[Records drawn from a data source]

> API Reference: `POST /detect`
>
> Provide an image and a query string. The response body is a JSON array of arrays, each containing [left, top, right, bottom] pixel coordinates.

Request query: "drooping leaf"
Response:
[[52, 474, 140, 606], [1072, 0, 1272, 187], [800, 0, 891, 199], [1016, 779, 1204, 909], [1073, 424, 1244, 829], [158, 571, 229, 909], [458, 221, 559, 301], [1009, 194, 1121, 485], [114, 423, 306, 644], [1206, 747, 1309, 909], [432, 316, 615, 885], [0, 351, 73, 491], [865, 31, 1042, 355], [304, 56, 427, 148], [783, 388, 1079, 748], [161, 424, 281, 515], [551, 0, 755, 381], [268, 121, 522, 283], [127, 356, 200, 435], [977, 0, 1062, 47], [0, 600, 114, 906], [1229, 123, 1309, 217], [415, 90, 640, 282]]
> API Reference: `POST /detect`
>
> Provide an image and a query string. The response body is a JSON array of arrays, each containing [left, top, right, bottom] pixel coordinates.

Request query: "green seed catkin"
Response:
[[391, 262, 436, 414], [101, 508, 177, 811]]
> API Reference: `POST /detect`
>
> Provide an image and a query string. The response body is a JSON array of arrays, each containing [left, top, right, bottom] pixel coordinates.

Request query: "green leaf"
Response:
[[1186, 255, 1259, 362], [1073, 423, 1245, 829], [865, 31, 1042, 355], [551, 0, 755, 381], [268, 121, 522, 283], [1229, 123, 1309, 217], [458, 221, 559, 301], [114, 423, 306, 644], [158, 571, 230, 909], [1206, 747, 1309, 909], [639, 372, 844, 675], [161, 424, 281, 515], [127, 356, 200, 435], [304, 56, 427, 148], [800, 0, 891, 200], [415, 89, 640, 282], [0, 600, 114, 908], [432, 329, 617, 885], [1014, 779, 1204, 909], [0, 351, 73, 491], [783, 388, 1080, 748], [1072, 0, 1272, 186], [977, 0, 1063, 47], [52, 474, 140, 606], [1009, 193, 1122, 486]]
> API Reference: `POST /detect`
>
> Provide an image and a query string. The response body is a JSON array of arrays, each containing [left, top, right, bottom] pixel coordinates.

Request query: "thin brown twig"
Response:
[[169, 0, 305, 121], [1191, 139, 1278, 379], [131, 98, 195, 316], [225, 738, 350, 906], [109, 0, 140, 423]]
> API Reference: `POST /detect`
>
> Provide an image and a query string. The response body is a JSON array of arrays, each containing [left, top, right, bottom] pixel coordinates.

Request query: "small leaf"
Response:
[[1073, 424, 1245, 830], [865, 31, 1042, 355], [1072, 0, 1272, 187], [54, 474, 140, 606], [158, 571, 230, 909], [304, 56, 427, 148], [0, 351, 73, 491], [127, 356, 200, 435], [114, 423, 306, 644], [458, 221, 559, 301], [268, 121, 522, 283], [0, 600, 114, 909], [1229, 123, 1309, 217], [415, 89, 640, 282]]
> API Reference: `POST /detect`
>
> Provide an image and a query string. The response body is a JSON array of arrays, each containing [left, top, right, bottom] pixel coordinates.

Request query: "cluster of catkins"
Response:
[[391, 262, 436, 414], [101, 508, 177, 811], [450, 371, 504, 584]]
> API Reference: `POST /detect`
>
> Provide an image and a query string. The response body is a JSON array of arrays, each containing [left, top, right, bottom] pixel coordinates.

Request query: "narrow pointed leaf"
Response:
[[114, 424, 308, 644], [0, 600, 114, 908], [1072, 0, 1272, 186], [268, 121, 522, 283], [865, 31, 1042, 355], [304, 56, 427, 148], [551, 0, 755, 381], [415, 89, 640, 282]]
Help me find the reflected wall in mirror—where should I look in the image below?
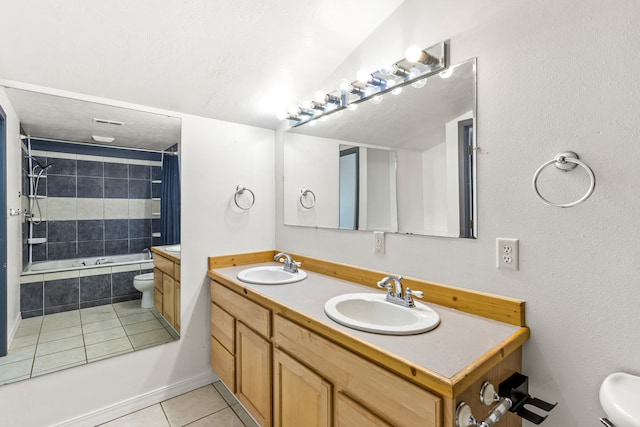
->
[284,59,476,238]
[0,87,181,384]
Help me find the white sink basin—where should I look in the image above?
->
[600,372,640,427]
[238,265,307,285]
[324,293,440,335]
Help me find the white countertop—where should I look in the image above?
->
[213,263,521,378]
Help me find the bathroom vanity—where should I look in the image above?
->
[151,246,180,333]
[209,251,529,427]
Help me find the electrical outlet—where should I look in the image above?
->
[373,231,384,254]
[496,237,518,270]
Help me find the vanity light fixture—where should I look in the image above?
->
[278,42,447,127]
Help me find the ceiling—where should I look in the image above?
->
[0,0,403,135]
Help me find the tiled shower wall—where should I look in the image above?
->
[22,142,162,265]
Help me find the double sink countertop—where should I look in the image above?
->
[209,262,529,398]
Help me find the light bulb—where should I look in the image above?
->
[356,70,371,83]
[404,45,425,62]
[411,77,427,89]
[440,68,453,79]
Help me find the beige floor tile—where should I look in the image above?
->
[18,316,43,329]
[80,305,118,325]
[33,348,87,375]
[120,310,157,325]
[213,381,238,406]
[42,310,80,332]
[9,335,39,351]
[0,345,36,366]
[38,326,82,344]
[36,335,84,357]
[189,408,245,427]
[0,359,33,384]
[13,323,42,338]
[86,337,133,360]
[82,319,122,334]
[101,404,169,427]
[84,326,127,345]
[231,403,260,427]
[124,319,164,335]
[129,328,174,350]
[161,385,227,427]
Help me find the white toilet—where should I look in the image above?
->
[133,273,153,308]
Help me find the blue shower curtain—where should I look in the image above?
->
[160,154,180,245]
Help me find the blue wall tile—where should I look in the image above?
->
[104,239,129,256]
[78,160,104,176]
[104,178,129,199]
[47,242,78,260]
[44,277,80,312]
[80,274,111,303]
[104,162,129,179]
[129,165,151,180]
[78,219,104,241]
[47,157,77,176]
[129,179,151,199]
[46,175,77,197]
[78,240,104,258]
[104,219,129,240]
[47,221,78,243]
[77,176,104,199]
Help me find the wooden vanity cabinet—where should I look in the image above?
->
[211,281,273,427]
[153,250,180,332]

INSTRUCTIONS TO FOLLOW » Retype every one of the records above, matching each line character for character. Leave the pictures out.

FINAL RESULT »
> API Reference: `POST /detect`
>
> Provide an image and a query string. The response body is a JSON array of arrays, each containing [left, top, right, bottom] pixel coordinates.

Request query: "drooping leaf"
Response:
[[52, 474, 140, 606], [1072, 0, 1272, 187], [800, 0, 891, 199], [1016, 779, 1204, 909], [1073, 424, 1244, 829], [158, 571, 229, 909], [458, 221, 559, 301], [1009, 194, 1121, 485], [114, 423, 306, 644], [1206, 747, 1309, 909], [432, 316, 615, 885], [0, 351, 73, 491], [865, 31, 1042, 355], [304, 56, 427, 148], [783, 388, 1079, 748], [161, 424, 281, 515], [551, 0, 755, 381], [268, 121, 522, 283], [127, 356, 200, 435], [977, 0, 1062, 47], [0, 600, 114, 906], [1229, 123, 1309, 217], [415, 90, 640, 282]]
> API Reference: `POST /detect`
>
> Provide an image and a query string. The response body is a JSON array of arrays, each containing [left, top, right, bottom] pixel coordinates.

Request query: "green seed catkin"
Response:
[[391, 262, 436, 414], [101, 508, 177, 811]]
> API Reference: `POST /detect`
>
> Provide an image and a query string. The response body is a JSON array of arrays, each containing [left, top, right, bottom] pixel coordinates.

Request query: "green leaf"
Response:
[[1186, 255, 1259, 362], [1073, 423, 1245, 829], [865, 31, 1042, 355], [551, 0, 755, 381], [268, 121, 522, 283], [1229, 123, 1309, 217], [458, 221, 559, 301], [114, 423, 306, 644], [158, 571, 230, 909], [1206, 747, 1309, 909], [639, 372, 844, 675], [161, 424, 281, 515], [127, 356, 200, 435], [304, 56, 427, 148], [800, 0, 891, 200], [415, 89, 640, 282], [0, 600, 114, 908], [432, 329, 617, 885], [1014, 779, 1204, 909], [0, 351, 73, 491], [783, 388, 1080, 748], [1072, 0, 1272, 186], [977, 0, 1063, 47], [52, 474, 140, 606], [1009, 193, 1122, 486]]
> API Reference: `POST /detect`
>
> Provide an image and a query string. The response body is a JSON array of arrays, each containing [left, top, right, bottom] pixel coordinates.

Request query: "thin brown twig"
Response:
[[169, 0, 305, 121], [1191, 139, 1278, 379], [131, 98, 195, 316], [225, 738, 350, 906], [109, 0, 140, 423]]
> API Reference: `POST /detect`
>
> Provide an image and a query string. The response body is a JSON array of arrays, each containing [left, top, right, bottom] pixel coordinates.

Request query: "small leaf"
Response:
[[1073, 424, 1245, 830], [865, 31, 1042, 355], [1072, 0, 1272, 187], [54, 474, 140, 606], [158, 571, 230, 909], [304, 56, 427, 148], [0, 351, 73, 491], [127, 356, 200, 435], [114, 423, 306, 644], [458, 221, 559, 301], [268, 121, 522, 283], [0, 600, 114, 909], [1229, 123, 1309, 217], [415, 89, 640, 282]]
> API Reference: `POST /detect`
>
> Provide an image and a query string. The response body is a JSON array of arrays, each containing [left, top, right, bottom] pixel coordinates.

Request query: "cluster of catkins"
Response:
[[391, 262, 436, 414], [101, 508, 177, 811], [450, 371, 504, 584]]
> API Reference: `POST /detect`
>
> Provide an image and a query string. The response body is a JSON array of arrays, each containing [left, top, right, bottom] pixel coordinates.

Request query: "narrow pointed leaf"
Response:
[[114, 424, 308, 644], [0, 600, 114, 908], [1072, 0, 1272, 186], [268, 121, 522, 283], [865, 31, 1042, 355], [304, 56, 427, 148], [551, 0, 755, 381], [415, 89, 640, 282]]
Help me find the reflected wall in mirror—where should I look in the image below?
->
[284,59,476,238]
[0,87,181,384]
Help me find the white sink basin—where should I look in the image above?
->
[600,372,640,427]
[238,265,307,285]
[324,293,440,335]
Help me find the white countertop—where should I look in the image above?
->
[213,263,521,378]
Help me find the bathroom vanity—where should I look in the image above?
->
[151,246,180,333]
[209,251,529,427]
Help me find the electrical outlet—where should I look in the image above?
->
[373,231,384,254]
[496,237,518,270]
Help me find the vanity light fixture—where should I look in the image above?
->
[278,42,447,127]
Help me find the ceiling—where should I look in the image above?
->
[0,0,403,135]
Help me find the tiled shower wall—where should I look in the image above?
->
[22,142,162,265]
Help me find the double sink countertop—where should I look in the image above?
->
[209,262,529,398]
Help me find the light bulb—where should I look in the image above?
->
[356,70,371,83]
[404,45,425,62]
[411,77,427,89]
[440,68,453,79]
Help me find the beige floor tile—where should I look in the image above?
->
[18,316,43,329]
[80,305,118,325]
[33,348,87,375]
[120,310,157,325]
[213,381,238,406]
[42,310,80,332]
[9,335,39,351]
[0,345,36,366]
[38,326,82,344]
[36,335,84,357]
[189,408,245,427]
[0,359,33,384]
[13,323,42,338]
[86,337,133,360]
[82,319,122,334]
[101,404,169,427]
[84,326,127,345]
[231,403,260,427]
[124,319,164,335]
[129,328,174,350]
[161,385,227,427]
Help me find the white toilet—where should I look in the image above?
->
[133,273,153,308]
Help me find the blue shower curtain—where should I look in the image above?
->
[160,154,180,245]
Help me find the blue wall tile—where should I look in the image above?
->
[104,239,129,256]
[78,160,104,176]
[104,178,129,199]
[47,242,78,260]
[44,277,80,312]
[80,274,111,303]
[104,162,129,179]
[129,165,151,180]
[78,219,104,241]
[47,157,77,176]
[129,179,151,199]
[46,175,77,197]
[78,240,104,258]
[104,219,129,240]
[47,221,78,243]
[77,176,104,199]
Help me find the wooden vanity cabinet—where should I look in the image above?
->
[211,281,273,427]
[153,250,180,332]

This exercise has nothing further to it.